***** Supplied data

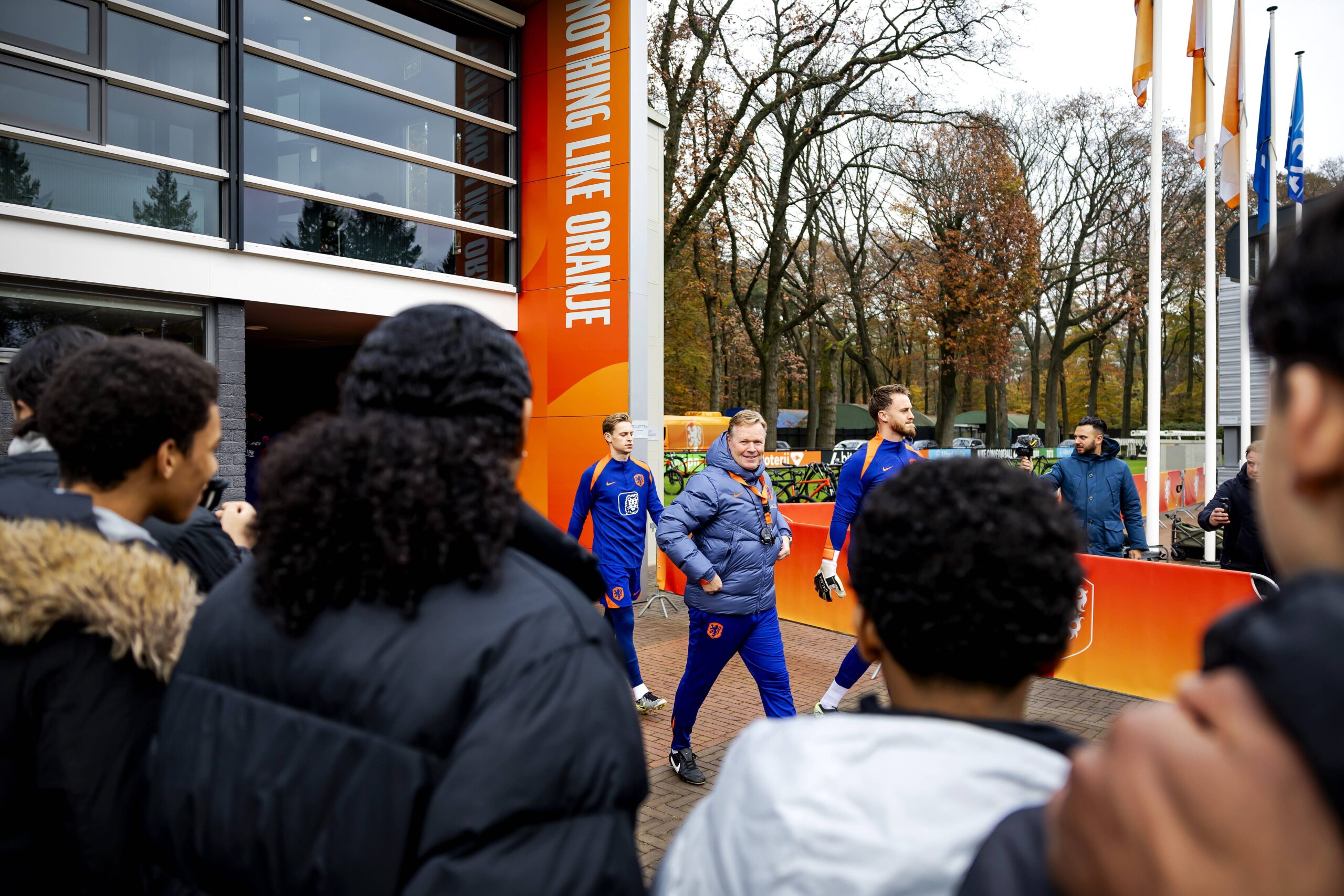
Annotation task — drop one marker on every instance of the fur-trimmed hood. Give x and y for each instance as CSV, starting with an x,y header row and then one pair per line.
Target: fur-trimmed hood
x,y
138,598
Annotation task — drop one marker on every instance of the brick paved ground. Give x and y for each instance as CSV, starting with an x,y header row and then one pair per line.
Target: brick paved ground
x,y
814,657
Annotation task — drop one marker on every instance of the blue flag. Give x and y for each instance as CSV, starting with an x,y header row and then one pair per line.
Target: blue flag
x,y
1294,157
1264,181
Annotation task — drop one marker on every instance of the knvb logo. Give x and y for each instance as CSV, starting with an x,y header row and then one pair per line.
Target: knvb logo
x,y
1081,629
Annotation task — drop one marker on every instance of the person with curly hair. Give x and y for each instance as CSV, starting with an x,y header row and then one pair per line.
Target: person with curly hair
x,y
92,613
209,543
390,699
967,585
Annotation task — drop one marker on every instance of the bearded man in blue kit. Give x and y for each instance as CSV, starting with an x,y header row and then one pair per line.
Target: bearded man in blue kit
x,y
618,491
886,455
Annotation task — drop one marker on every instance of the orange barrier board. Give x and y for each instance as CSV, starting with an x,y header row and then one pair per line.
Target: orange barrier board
x,y
1141,624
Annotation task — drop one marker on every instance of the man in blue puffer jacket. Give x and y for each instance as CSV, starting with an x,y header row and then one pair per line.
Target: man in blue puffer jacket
x,y
1101,491
725,532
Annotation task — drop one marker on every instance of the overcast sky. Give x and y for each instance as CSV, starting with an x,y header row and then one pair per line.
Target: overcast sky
x,y
1089,45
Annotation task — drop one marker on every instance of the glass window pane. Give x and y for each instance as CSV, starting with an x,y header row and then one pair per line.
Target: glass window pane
x,y
37,97
51,22
322,164
162,127
65,181
332,230
160,54
457,34
331,104
26,312
203,11
310,34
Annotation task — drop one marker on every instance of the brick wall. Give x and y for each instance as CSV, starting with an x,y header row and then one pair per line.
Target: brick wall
x,y
232,358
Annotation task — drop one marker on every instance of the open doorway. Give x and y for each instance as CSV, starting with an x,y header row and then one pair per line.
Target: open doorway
x,y
296,361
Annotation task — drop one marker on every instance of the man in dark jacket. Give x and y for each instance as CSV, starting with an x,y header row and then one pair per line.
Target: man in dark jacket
x,y
93,613
1237,787
209,546
1101,491
389,698
1233,508
725,532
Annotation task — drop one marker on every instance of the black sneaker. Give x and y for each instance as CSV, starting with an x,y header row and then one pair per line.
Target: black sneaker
x,y
683,763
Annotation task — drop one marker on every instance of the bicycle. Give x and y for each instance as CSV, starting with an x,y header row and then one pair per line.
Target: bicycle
x,y
804,484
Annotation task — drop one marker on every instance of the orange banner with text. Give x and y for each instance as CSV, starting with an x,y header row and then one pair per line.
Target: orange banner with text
x,y
1140,625
574,248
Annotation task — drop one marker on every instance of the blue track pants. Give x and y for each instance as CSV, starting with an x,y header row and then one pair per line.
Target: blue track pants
x,y
714,640
851,668
623,590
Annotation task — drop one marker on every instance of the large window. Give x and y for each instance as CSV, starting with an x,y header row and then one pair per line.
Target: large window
x,y
114,116
380,132
377,136
26,311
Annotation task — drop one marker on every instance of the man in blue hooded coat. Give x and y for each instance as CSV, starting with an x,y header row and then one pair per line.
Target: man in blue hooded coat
x,y
1101,491
725,532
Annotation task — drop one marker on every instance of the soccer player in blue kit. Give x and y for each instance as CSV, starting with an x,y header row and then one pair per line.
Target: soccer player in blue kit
x,y
886,455
620,492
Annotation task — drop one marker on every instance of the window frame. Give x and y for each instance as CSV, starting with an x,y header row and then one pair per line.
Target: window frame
x,y
96,31
94,133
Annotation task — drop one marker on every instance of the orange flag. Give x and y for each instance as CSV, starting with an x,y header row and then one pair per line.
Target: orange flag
x,y
1195,49
1143,49
1230,145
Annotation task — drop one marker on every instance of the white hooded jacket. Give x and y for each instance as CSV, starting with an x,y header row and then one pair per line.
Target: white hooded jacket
x,y
859,804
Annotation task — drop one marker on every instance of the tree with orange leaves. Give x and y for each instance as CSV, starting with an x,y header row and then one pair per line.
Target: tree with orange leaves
x,y
973,248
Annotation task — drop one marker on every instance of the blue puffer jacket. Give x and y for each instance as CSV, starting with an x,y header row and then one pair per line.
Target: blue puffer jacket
x,y
1101,491
714,527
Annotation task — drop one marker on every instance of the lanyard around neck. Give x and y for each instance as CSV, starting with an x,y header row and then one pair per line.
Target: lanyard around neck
x,y
765,498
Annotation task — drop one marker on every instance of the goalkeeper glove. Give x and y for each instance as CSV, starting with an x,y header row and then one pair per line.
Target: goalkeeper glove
x,y
828,582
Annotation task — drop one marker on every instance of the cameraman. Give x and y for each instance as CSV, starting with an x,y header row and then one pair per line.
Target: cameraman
x,y
1101,491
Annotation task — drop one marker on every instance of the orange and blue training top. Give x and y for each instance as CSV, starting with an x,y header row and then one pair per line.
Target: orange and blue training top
x,y
618,493
877,461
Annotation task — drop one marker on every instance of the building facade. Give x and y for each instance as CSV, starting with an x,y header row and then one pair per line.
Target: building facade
x,y
264,181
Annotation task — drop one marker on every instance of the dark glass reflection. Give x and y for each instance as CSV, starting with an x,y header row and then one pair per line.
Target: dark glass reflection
x,y
331,104
310,34
203,11
160,54
334,230
38,97
459,34
162,127
64,181
322,164
51,22
25,313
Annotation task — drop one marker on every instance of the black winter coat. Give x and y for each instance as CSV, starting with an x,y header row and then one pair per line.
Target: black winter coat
x,y
1288,647
486,746
88,636
200,543
1242,549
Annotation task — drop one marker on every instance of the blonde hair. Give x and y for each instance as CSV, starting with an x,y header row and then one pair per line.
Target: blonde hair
x,y
747,417
609,424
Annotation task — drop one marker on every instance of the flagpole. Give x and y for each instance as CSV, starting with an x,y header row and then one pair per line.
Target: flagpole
x,y
1245,250
1155,288
1210,289
1272,151
1297,207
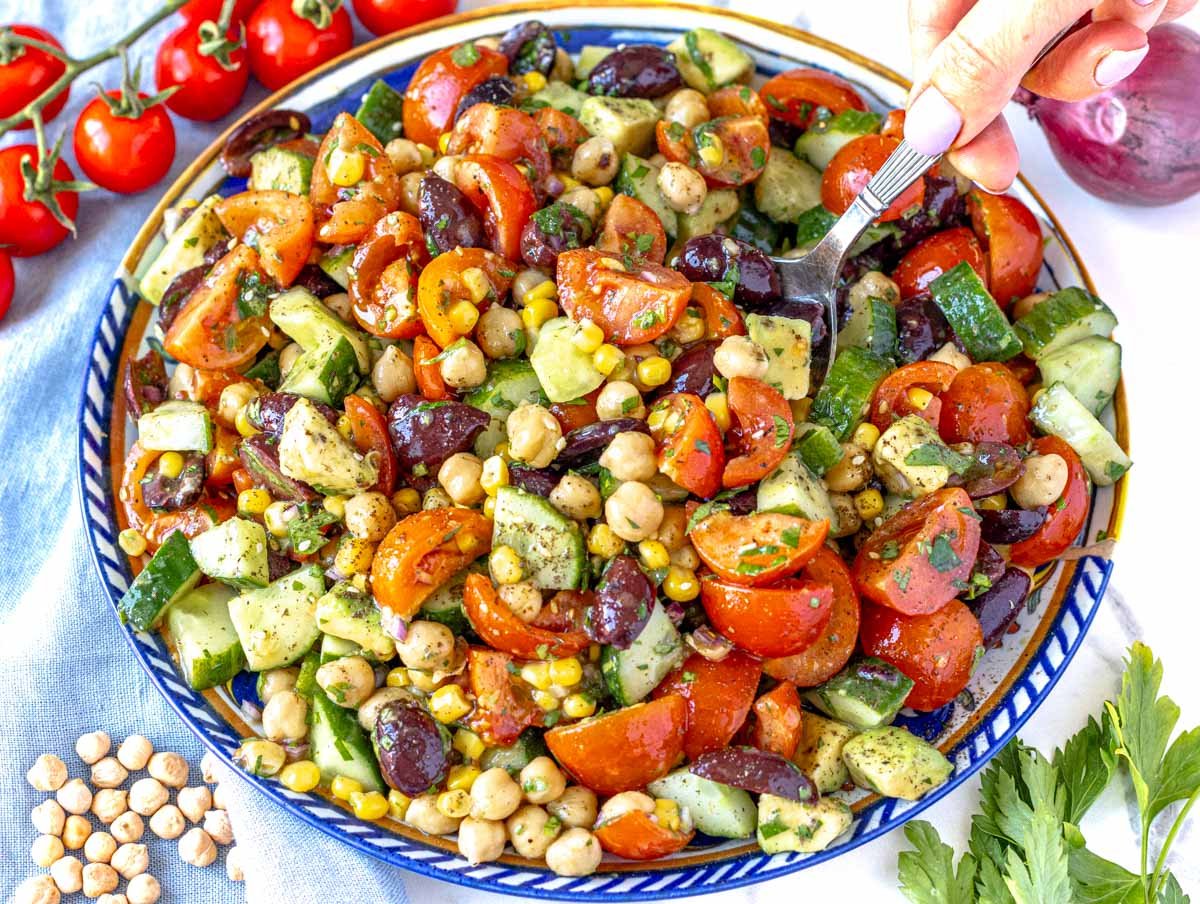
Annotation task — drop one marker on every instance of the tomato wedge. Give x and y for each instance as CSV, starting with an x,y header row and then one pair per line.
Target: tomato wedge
x,y
636,834
718,696
937,651
784,618
384,274
211,330
631,305
831,652
280,226
423,551
625,749
755,550
1065,519
689,443
496,624
917,561
441,287
760,432
370,431
503,196
892,400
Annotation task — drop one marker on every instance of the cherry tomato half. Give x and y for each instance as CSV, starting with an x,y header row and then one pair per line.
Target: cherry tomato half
x,y
937,651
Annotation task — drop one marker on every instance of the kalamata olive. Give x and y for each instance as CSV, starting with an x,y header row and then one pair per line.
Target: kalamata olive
x,y
585,444
172,494
426,433
531,47
448,219
635,71
412,747
997,606
759,771
1011,525
717,258
623,603
145,383
261,458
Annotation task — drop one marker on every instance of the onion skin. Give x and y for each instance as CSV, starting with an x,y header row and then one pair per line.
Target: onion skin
x,y
1137,142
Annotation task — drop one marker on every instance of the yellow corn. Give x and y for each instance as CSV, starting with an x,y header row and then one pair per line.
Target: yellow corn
x,y
449,704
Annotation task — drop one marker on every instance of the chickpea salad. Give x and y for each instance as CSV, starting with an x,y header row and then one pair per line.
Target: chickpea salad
x,y
477,426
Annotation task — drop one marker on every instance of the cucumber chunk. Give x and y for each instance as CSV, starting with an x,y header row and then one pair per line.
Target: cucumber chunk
x,y
205,641
1059,413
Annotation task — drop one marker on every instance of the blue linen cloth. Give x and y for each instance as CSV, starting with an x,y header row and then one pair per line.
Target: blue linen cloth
x,y
65,663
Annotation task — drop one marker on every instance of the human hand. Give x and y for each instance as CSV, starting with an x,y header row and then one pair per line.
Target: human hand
x,y
970,57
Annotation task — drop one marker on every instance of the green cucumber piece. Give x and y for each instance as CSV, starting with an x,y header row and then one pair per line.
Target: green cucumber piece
x,y
975,316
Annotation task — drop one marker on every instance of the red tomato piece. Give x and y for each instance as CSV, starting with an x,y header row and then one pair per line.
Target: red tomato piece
x,y
633,306
760,432
795,96
917,561
937,651
755,550
985,403
718,695
425,550
689,442
936,255
441,82
625,749
1011,235
1065,519
852,168
832,651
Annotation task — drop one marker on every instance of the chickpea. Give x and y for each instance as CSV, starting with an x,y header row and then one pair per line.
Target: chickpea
x,y
522,598
619,399
533,435
634,512
197,848
48,773
595,161
463,366
349,681
574,852
1042,483
741,357
683,187
460,477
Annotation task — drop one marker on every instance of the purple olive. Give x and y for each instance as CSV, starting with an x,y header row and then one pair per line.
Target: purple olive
x,y
585,444
999,606
623,604
717,258
426,433
412,747
448,219
759,771
635,71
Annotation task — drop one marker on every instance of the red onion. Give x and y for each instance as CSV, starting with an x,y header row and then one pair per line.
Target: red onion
x,y
1138,142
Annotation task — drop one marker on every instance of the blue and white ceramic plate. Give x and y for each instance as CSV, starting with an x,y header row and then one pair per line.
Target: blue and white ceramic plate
x,y
1005,690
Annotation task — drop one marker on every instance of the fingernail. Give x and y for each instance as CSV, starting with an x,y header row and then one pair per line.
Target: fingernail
x,y
933,124
1116,65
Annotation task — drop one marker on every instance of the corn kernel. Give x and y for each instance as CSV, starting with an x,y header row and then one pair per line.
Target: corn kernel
x,y
718,405
869,504
449,704
300,776
455,804
346,168
653,554
342,786
132,542
579,706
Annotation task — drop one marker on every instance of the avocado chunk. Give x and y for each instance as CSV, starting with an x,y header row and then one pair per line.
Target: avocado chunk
x,y
311,450
895,764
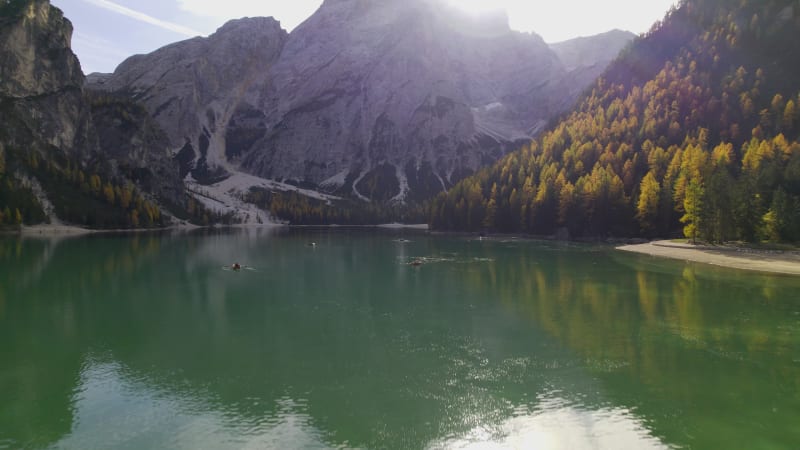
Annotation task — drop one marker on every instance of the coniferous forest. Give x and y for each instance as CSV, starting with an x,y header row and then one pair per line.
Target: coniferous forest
x,y
693,129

**********

What to work on - Copy exactly the stretch of data above from the line with "Target: bearded man in blue kit" through the line with "of the glass", and omit all other lines.

Written answer -
Target: bearded man in blue kit
x,y
618,491
886,455
Annotation task — drop one marker on every instance of the orange barrier board. Give x and y for each instance as CSV, starting with an x,y header row and then one pair per line.
Target: orange barrier board
x,y
1141,624
Annotation task — drop one marker on every instance of the man in blue puffer jacket. Give x and y for each instance as CSV, starting with an x,y header row and then one pair per line.
Target: man in blue puffer jacket
x,y
1101,491
725,532
Annotation task — drop one marker on every instance of the overcast sky. Give x and y for each instance as CSV, starting with an x,y header row and then one pair per line.
Target: overcast sky
x,y
1089,45
Annotation task — drop one marker on every instance of the glass window pane. Give x and y for each instance as CSV, starting with an x,y header row and then one pair per line.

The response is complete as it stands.